Rewrite every line of the listing below, requests included, omitting the pictures, and scale each coordinate in the answers by 0.45, rounding to whole numbers with halves rounded up. Leave every other number in the listing as it is.

> **DATA SUPPLIED**
+++
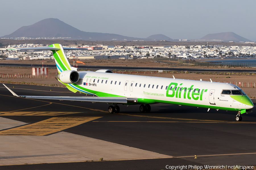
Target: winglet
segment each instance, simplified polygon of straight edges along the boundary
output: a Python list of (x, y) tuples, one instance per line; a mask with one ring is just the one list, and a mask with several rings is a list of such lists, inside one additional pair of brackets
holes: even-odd
[(9, 88), (8, 88), (8, 87), (7, 87), (6, 86), (5, 86), (5, 85), (4, 84), (3, 84), (3, 85), (5, 87), (6, 87), (6, 88), (7, 88), (7, 89), (8, 89), (8, 90), (9, 90), (9, 91), (10, 91), (10, 92), (11, 92), (11, 93), (12, 93), (12, 94), (14, 96), (16, 96), (16, 97), (20, 97), (20, 96), (18, 96), (18, 95), (17, 95), (15, 93), (14, 93), (14, 92), (13, 92), (13, 91), (12, 91)]

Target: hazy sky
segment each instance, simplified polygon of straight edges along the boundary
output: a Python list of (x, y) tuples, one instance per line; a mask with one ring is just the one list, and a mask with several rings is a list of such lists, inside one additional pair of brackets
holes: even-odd
[(233, 32), (256, 41), (255, 0), (14, 0), (0, 5), (0, 37), (54, 18), (81, 31), (133, 37), (195, 39)]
+++
> **SOLVED PROBLEM**
Target: winglet
segment each instance, simplified polygon of straight edges along the boundary
output: a Python list of (x, y) tuples, one instance per line; a mask with one ring is just the one list, and a mask with several rings is a list of such lists, inside one additional pair of brackets
holes: even-odd
[(4, 40), (4, 40), (4, 39), (3, 39), (3, 39), (2, 39), (2, 38), (2, 38), (1, 38), (1, 38), (2, 39), (3, 39), (3, 40), (3, 40), (3, 40), (4, 40), (4, 41), (4, 41), (4, 41), (5, 41), (5, 41), (5, 41), (5, 42), (5, 42), (5, 42), (6, 43), (7, 43), (7, 44), (9, 44), (9, 43), (8, 43), (8, 43), (8, 43), (7, 42), (6, 42), (6, 41), (6, 41), (6, 41), (5, 41)]

Target: hazy sky
segment each instance, simplified polygon of straight edges along the boundary
output: a Python list of (x, y) tuples, one instance per line; a mask with one ring is just the one list, and a mask with several rings is a list of such lists, inside one additional pair of brackets
holes: even-odd
[(105, 14), (115, 18), (115, 0), (6, 0), (0, 2), (0, 17), (24, 8), (36, 14), (60, 17), (88, 18)]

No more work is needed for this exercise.